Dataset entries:
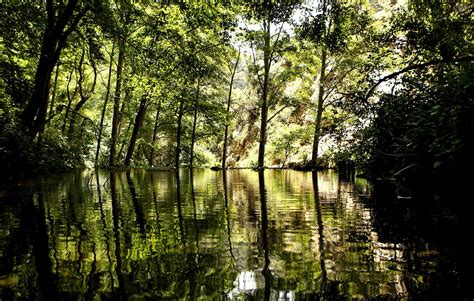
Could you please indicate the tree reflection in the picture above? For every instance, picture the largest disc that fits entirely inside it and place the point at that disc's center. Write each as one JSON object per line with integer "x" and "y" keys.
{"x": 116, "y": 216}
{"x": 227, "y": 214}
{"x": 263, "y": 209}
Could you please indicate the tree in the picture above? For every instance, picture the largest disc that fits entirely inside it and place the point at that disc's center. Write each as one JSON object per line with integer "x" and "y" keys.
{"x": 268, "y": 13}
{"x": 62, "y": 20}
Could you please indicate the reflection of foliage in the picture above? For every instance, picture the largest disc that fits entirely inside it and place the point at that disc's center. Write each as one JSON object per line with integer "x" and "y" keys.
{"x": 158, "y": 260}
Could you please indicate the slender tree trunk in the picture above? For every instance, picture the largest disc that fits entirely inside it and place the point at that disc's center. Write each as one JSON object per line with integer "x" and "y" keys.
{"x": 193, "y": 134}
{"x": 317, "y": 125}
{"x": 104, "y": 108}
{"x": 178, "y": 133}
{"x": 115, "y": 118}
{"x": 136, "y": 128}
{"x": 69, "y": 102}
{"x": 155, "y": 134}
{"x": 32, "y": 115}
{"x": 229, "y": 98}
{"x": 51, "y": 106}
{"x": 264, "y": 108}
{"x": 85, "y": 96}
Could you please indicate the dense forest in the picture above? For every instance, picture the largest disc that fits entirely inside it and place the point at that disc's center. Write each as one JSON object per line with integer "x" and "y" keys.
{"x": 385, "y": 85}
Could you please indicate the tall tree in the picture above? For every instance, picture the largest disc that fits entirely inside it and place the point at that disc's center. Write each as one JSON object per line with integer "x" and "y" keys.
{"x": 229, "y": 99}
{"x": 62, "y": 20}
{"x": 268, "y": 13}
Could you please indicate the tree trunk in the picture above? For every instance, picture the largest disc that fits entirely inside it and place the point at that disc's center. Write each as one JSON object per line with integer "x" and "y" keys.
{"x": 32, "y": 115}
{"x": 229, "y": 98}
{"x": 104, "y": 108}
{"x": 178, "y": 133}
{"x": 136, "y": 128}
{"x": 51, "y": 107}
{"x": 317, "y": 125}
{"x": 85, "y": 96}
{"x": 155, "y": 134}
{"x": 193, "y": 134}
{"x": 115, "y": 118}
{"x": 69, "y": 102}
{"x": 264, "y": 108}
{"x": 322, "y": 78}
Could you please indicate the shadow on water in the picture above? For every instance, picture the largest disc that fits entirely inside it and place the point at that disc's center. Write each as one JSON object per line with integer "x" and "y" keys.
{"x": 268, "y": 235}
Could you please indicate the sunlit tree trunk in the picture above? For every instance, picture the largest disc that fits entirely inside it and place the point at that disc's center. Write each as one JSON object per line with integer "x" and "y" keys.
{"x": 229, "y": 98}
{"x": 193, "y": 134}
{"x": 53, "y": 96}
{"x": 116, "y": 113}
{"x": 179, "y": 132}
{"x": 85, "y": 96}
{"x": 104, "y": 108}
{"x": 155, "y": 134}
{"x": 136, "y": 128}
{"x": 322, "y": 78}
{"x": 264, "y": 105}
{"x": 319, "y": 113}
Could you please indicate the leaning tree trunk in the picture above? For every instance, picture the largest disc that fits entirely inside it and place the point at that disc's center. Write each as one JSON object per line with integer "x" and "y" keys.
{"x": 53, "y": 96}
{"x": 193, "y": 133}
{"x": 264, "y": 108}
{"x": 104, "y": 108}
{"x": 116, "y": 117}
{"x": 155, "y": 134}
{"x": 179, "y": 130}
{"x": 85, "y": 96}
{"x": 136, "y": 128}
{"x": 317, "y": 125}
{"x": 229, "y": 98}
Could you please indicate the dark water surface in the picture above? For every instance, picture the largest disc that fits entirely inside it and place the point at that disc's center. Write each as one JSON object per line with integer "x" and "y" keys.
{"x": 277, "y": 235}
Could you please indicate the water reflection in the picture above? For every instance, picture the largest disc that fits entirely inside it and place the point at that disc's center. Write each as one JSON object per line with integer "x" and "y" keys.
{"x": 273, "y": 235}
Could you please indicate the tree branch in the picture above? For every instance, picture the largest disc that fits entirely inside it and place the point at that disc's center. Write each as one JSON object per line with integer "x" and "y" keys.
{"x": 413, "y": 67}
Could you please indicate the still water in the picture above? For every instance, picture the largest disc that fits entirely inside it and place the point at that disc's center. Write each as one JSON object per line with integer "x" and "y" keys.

---

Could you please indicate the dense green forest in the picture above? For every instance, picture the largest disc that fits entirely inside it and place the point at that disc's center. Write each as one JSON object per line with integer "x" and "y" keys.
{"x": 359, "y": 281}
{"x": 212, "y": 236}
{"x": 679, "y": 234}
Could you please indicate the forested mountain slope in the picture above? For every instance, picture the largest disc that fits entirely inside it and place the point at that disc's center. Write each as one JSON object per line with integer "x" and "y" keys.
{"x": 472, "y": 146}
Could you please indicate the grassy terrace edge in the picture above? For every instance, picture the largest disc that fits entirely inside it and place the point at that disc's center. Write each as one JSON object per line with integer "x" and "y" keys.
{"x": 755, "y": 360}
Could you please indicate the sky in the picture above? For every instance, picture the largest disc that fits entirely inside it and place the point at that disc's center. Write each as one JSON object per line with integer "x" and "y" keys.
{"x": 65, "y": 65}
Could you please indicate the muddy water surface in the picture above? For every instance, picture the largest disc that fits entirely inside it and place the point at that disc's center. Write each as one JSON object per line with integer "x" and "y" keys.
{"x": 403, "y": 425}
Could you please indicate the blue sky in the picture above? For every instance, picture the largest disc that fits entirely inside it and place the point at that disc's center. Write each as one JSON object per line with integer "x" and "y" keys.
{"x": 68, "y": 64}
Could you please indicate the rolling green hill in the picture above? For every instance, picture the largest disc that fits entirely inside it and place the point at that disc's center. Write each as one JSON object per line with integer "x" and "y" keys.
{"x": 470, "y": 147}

* _Problem to solve_
Would you retype exactly the lines above, from the line with "Could you please indicate the water" to the line with "Could you please indicate the still", with both end lines kept and nothing more?

* _Exercise answer_
Could you please indicate the water reflection in the picture above? For every instance, picture the largest disc that fits entirely inside it and place the point at that disc's center. Write each as one JSON object per line with integer "x" and "y" keys.
{"x": 273, "y": 235}
Could you please indicate the tree branch in the picture above? For every instance, picture the largest disc that fits entirely inside it and place the point at that disc's center. Write each as one JSON object per line with integer "x" and "y" keys.
{"x": 413, "y": 67}
Could you please indicate the still water in the picture above? For every instance, picture the largest disc that fits entirely inside it and place the point at that disc's center. Write each as one JSON object per line with integer "x" and "y" keys.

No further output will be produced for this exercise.